**Exercise description**
Each entry should be duplicated verbatim; its pictures should not be.

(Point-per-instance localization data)

━━━

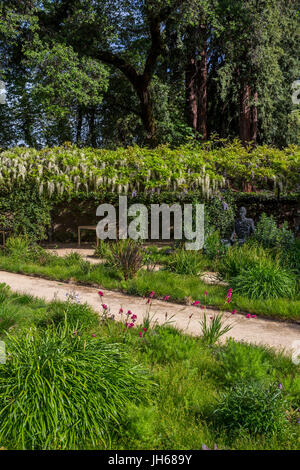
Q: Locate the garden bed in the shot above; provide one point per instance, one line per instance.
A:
(189, 389)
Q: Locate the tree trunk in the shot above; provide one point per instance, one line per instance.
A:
(147, 114)
(92, 129)
(79, 126)
(245, 115)
(254, 119)
(191, 93)
(202, 87)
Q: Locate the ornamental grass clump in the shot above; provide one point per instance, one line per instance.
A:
(185, 262)
(127, 257)
(252, 407)
(60, 391)
(213, 331)
(265, 280)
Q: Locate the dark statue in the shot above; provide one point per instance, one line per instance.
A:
(243, 228)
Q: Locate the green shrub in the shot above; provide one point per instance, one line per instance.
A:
(58, 391)
(127, 257)
(219, 214)
(103, 250)
(28, 211)
(185, 262)
(18, 247)
(264, 280)
(66, 170)
(240, 362)
(270, 236)
(254, 407)
(239, 258)
(213, 247)
(213, 331)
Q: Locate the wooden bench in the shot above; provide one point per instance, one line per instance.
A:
(86, 227)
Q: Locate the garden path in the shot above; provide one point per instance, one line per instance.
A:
(278, 335)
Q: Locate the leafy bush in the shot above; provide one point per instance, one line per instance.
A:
(270, 236)
(18, 247)
(28, 211)
(66, 170)
(213, 247)
(219, 215)
(254, 407)
(241, 362)
(127, 257)
(212, 332)
(103, 250)
(60, 392)
(264, 280)
(185, 262)
(240, 258)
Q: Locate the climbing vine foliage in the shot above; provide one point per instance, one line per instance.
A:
(67, 170)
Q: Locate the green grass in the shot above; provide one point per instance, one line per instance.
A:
(190, 380)
(179, 287)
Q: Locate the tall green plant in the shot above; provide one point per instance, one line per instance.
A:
(60, 391)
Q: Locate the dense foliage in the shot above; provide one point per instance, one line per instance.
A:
(70, 170)
(204, 395)
(113, 73)
(68, 390)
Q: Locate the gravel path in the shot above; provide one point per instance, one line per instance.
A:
(278, 335)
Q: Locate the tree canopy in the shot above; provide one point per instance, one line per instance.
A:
(114, 73)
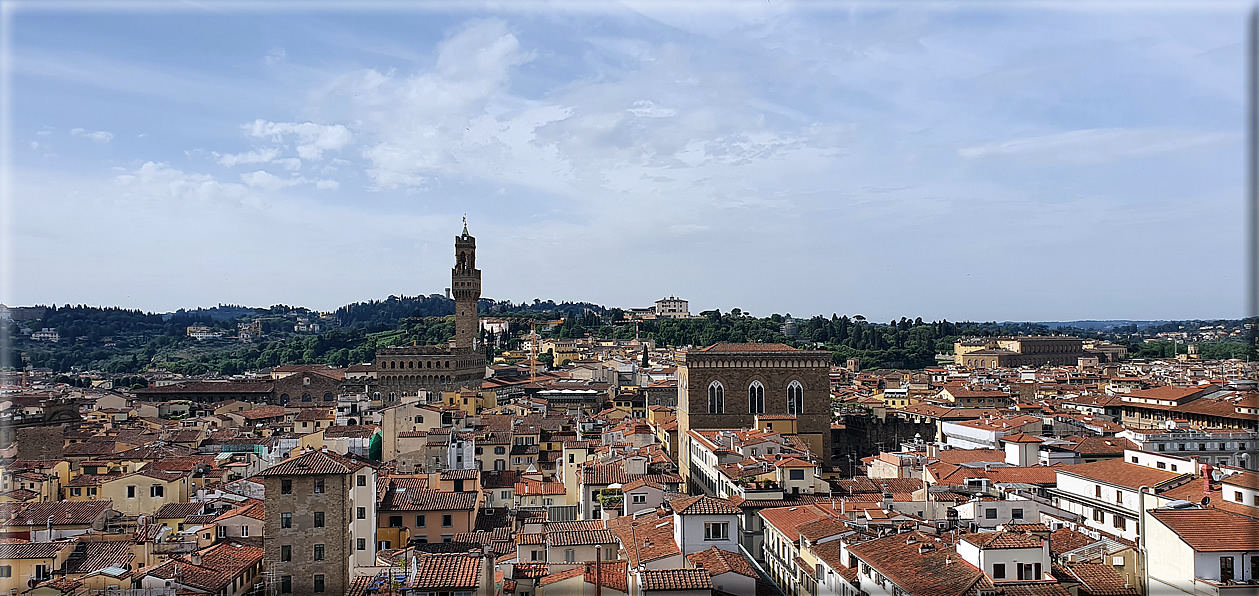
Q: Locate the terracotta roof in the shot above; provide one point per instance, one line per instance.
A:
(1098, 578)
(722, 348)
(179, 510)
(934, 572)
(256, 510)
(703, 505)
(822, 528)
(314, 463)
(611, 573)
(1211, 529)
(220, 565)
(63, 513)
(33, 550)
(447, 571)
(427, 500)
(1067, 539)
(1004, 539)
(788, 519)
(1020, 437)
(581, 537)
(717, 561)
(560, 576)
(315, 415)
(1245, 480)
(1119, 473)
(262, 412)
(670, 580)
(98, 555)
(530, 487)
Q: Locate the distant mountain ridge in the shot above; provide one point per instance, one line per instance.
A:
(1107, 323)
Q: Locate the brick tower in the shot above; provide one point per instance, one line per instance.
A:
(466, 286)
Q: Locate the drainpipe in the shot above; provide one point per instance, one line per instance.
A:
(1141, 539)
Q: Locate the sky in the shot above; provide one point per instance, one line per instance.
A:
(971, 161)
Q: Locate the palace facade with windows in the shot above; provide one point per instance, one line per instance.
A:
(727, 386)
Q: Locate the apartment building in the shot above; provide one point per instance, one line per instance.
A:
(320, 521)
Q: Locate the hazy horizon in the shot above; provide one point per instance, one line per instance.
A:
(948, 161)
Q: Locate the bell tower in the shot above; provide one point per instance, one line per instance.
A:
(466, 287)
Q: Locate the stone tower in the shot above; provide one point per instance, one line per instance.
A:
(466, 286)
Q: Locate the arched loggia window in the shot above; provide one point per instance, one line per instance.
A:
(795, 398)
(717, 398)
(756, 397)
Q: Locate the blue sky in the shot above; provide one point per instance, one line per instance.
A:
(963, 161)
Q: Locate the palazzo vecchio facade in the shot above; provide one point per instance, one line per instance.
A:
(413, 368)
(725, 386)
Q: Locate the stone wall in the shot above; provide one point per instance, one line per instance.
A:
(302, 537)
(863, 436)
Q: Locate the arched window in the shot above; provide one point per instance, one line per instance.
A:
(756, 397)
(717, 398)
(795, 398)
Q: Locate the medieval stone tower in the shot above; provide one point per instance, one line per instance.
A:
(407, 369)
(466, 286)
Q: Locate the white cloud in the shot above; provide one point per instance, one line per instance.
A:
(267, 180)
(256, 156)
(160, 182)
(312, 139)
(96, 135)
(1099, 145)
(275, 57)
(290, 164)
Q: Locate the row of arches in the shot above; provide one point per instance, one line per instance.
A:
(790, 363)
(306, 397)
(417, 378)
(757, 397)
(411, 364)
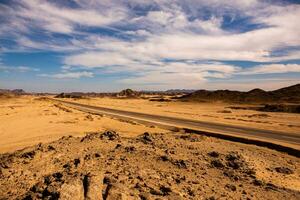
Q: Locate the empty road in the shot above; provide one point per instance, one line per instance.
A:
(275, 137)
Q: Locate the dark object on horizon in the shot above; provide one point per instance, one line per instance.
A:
(73, 95)
(128, 93)
(288, 94)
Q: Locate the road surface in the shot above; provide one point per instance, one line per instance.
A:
(269, 136)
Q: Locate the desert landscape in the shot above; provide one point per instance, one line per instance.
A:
(57, 151)
(149, 100)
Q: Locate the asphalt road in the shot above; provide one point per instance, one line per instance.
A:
(289, 139)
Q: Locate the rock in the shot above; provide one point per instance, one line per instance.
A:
(93, 185)
(147, 138)
(217, 163)
(284, 170)
(257, 182)
(89, 117)
(191, 137)
(234, 160)
(231, 175)
(110, 135)
(72, 190)
(118, 192)
(164, 158)
(234, 164)
(29, 155)
(214, 154)
(230, 187)
(130, 149)
(232, 156)
(181, 163)
(76, 162)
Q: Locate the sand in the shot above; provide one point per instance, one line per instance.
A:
(27, 121)
(72, 156)
(149, 166)
(215, 112)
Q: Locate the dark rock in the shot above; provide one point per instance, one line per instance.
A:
(231, 175)
(217, 163)
(110, 135)
(165, 190)
(230, 187)
(271, 186)
(130, 149)
(50, 148)
(147, 138)
(76, 162)
(164, 158)
(214, 154)
(257, 182)
(284, 170)
(232, 156)
(29, 154)
(181, 163)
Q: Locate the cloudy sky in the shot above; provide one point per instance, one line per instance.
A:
(108, 45)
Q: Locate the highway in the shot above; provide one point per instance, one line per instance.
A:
(209, 128)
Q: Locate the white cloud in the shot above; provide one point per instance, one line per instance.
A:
(273, 69)
(69, 75)
(21, 69)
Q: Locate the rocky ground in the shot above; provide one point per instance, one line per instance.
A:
(177, 165)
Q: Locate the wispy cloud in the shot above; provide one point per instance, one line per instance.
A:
(69, 75)
(165, 42)
(20, 69)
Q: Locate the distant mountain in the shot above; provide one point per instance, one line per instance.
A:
(287, 94)
(180, 91)
(15, 91)
(128, 93)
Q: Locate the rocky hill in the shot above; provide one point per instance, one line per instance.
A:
(129, 93)
(287, 94)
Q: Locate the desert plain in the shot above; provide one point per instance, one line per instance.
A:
(52, 151)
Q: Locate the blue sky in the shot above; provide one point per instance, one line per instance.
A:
(109, 45)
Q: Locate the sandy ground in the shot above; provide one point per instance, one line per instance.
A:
(150, 166)
(27, 121)
(70, 157)
(215, 112)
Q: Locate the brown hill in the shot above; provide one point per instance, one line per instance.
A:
(128, 93)
(287, 94)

━━━

**Response box**
Q: Locate the garden bed in the shot above; provide one point per instance, one line per instance.
A:
(189, 389)
Q: Locate the tree trunk in the shot above; provide one point per instance, one line per instance.
A:
(147, 114)
(92, 129)
(79, 126)
(245, 115)
(254, 119)
(191, 93)
(202, 87)
Q: Locate the ornamental grass clump in the shot above; provide one point per instance, one line per instance.
A:
(185, 262)
(127, 257)
(252, 407)
(60, 391)
(213, 331)
(265, 280)
Q: Locate the dark statue in the shot above; provide one point per instance, one line per instance.
A:
(243, 228)
Q: Locate the green shrub in the shot above; provide one point per instance, one line per instance.
A:
(58, 391)
(127, 257)
(219, 214)
(103, 250)
(28, 211)
(185, 262)
(18, 247)
(264, 280)
(66, 170)
(240, 362)
(270, 236)
(254, 407)
(239, 258)
(213, 247)
(213, 331)
Q: Locate the wooden bench in the shot above; provide one point per instance, one line per instance.
A:
(86, 227)
Q: Locate the garden path in the shot above; provide one point per instance, one line per instance.
A:
(278, 335)
Q: Locate the leafy bush in the shot above; provide one point per instance, one line per instance.
A:
(270, 236)
(18, 247)
(28, 211)
(66, 170)
(213, 247)
(219, 215)
(254, 407)
(241, 362)
(127, 257)
(212, 332)
(103, 250)
(60, 392)
(264, 280)
(185, 262)
(240, 258)
Q: Locate the climbing vine foliage in the shot above; provide one point per instance, one line per instance.
A:
(67, 170)
Q: Locate the green grass in the shot above; provide one point per instance, one line per instance.
A:
(190, 380)
(179, 287)
Q: Locate the tall green plant in the shot above; provide one point per instance, one line per instance.
A:
(60, 391)
Q: Locate the dense foliage in the shot above; provide one point per instance, one line per instance.
A:
(70, 170)
(204, 395)
(113, 73)
(68, 390)
Q: Locate the gravel path in the shot above; provide one point per instance, one line per instance.
A:
(278, 335)
Q: Locate the tree canopy in the shot above; provide one point per instance, one line per instance.
A:
(114, 73)
Q: Locate the terracotta roof in the shot above; provide one point per instance, one line per instance.
A:
(1098, 578)
(722, 348)
(179, 510)
(934, 572)
(256, 510)
(703, 505)
(822, 528)
(314, 463)
(611, 573)
(1211, 529)
(220, 565)
(63, 513)
(33, 550)
(447, 571)
(427, 500)
(1067, 539)
(1004, 539)
(788, 519)
(1020, 437)
(581, 537)
(717, 561)
(560, 576)
(315, 415)
(1245, 480)
(1119, 473)
(262, 412)
(670, 580)
(98, 555)
(530, 487)
Q: Locate the distant mountain ridge in the shot above; provide one point per instance, one line per instance.
A:
(1107, 323)
Q: Locate the brick tower in the shot above; provide one point per instance, one line per instance.
A:
(466, 286)
Q: Locate the drainpipe in the shot above; provide one point per instance, one line per instance.
A:
(1141, 539)
Q: Locate the sky in the shot above; provide one point per instance, one line per instance.
A:
(971, 161)
Q: Locate the palace facade with windows in the shot above; provide one point per instance, one line per instance.
A:
(727, 386)
Q: Locate the apartment building in the shot above; provide one point per instance, one line per instance.
A:
(320, 521)
Q: Locate the hazy horizon in the shot above; provide one point per instance, one line per instance.
A:
(948, 161)
Q: Locate the bell tower in the shot above; provide one point per instance, one line per instance.
A:
(466, 287)
Q: Locate the stone tower in the shot above; provide one point per instance, one line per instance.
A:
(466, 286)
Q: Locate the arched loggia window in the shot above; provide one point per instance, one line per instance.
A:
(795, 398)
(717, 398)
(756, 397)
Q: Locate the blue sky in the shot above; provide one point per instance, one line per instance.
A:
(963, 161)
Q: Locate the palazzo vecchio facade in the shot above; provide one point per instance, one line per instance.
A:
(413, 368)
(725, 386)
Q: Locate the stone wall in the shot above; provide one point per instance, one line per instance.
A:
(302, 537)
(863, 436)
Q: Locate the arched window in the shot above; provide one point per instance, one line per instance.
A:
(756, 397)
(717, 398)
(795, 398)
Q: Locate the medieval stone tower in the shot above; provide one point per instance, one line per instance.
A:
(407, 369)
(466, 286)
Q: Locate the white cloud in the shot above; provide one point per instance, one line per instance.
A:
(267, 180)
(256, 156)
(160, 182)
(312, 139)
(96, 135)
(1099, 145)
(275, 57)
(290, 164)
Q: Locate the row of arches in the shot above; provide one point per instance, one line per instance.
A:
(790, 363)
(306, 397)
(417, 378)
(757, 397)
(411, 364)
Q: Locate the empty road in the shot above; provide one point per instance, one line per instance.
A:
(275, 137)
Q: Locate the dark object on horizon in the shot above; provide one point per instance, one line per instance.
A:
(73, 95)
(128, 93)
(288, 94)
Q: Locate the road surface in the shot above; provide one point per instance, one line per instance.
A:
(269, 136)
Q: Locate the desert landscape in the shot above; provide one point per instance, one line per instance.
A:
(57, 151)
(149, 100)
Q: Locate the asphalt road in the shot above; provide one point per instance, one line per instance.
A:
(289, 139)
Q: Locate the rock in the shot above; provide one point per instance, one line per instance.
A:
(93, 185)
(147, 138)
(217, 163)
(284, 170)
(257, 182)
(89, 117)
(191, 137)
(234, 160)
(231, 175)
(110, 135)
(72, 190)
(118, 192)
(164, 158)
(234, 164)
(29, 155)
(214, 154)
(230, 187)
(130, 149)
(232, 156)
(181, 163)
(76, 162)
Q: Locate the sand in the shot above; provide one point per instance, one line per instance.
A:
(27, 121)
(72, 156)
(149, 166)
(215, 112)
Q: Locate the dark rock in the shot above; provide one point per instance, one line per instance.
A:
(231, 175)
(217, 163)
(110, 135)
(165, 190)
(230, 187)
(271, 186)
(130, 149)
(50, 148)
(147, 138)
(76, 162)
(164, 158)
(214, 154)
(257, 182)
(284, 170)
(232, 156)
(29, 154)
(181, 163)
Q: Locate the cloudy sky in the shot above; provide one point per instance, one line per instance.
A:
(108, 45)
Q: Locate the highway in the shot above; provide one point per instance, one line per instance.
A:
(209, 128)
Q: Locate the white cloud in the shot above; provide one point per instance, one line per instance.
A:
(273, 69)
(69, 75)
(21, 69)
Q: Locate the rocky ground in the shot above; provide one point per instance, one line per instance.
A:
(177, 165)
Q: Locate the wispy cloud in the shot above; provide one point per instance, one line per instance.
A:
(69, 75)
(165, 42)
(20, 69)
Q: Locate the distant mountain in the shot above; provide one point per instance, one line per instance.
A:
(287, 94)
(180, 91)
(15, 91)
(128, 93)
Q: Locate the rocky hill in the shot above; provide one point per instance, one line per instance.
A:
(129, 93)
(287, 94)
Q: Locate the desert plain in the shot above; provide one point per instance, one line per instance.
A:
(52, 151)
Q: Locate the blue sky in the shot above; provide one point per instance, one line per instance.
A:
(109, 45)
Q: Locate the sandy ground in the shot above; provide one point per instance, one line per instance.
A:
(150, 166)
(27, 121)
(70, 157)
(215, 112)
Q: Locate the brown hill in the shot above; provide one point per instance, one line per instance.
A:
(128, 93)
(287, 94)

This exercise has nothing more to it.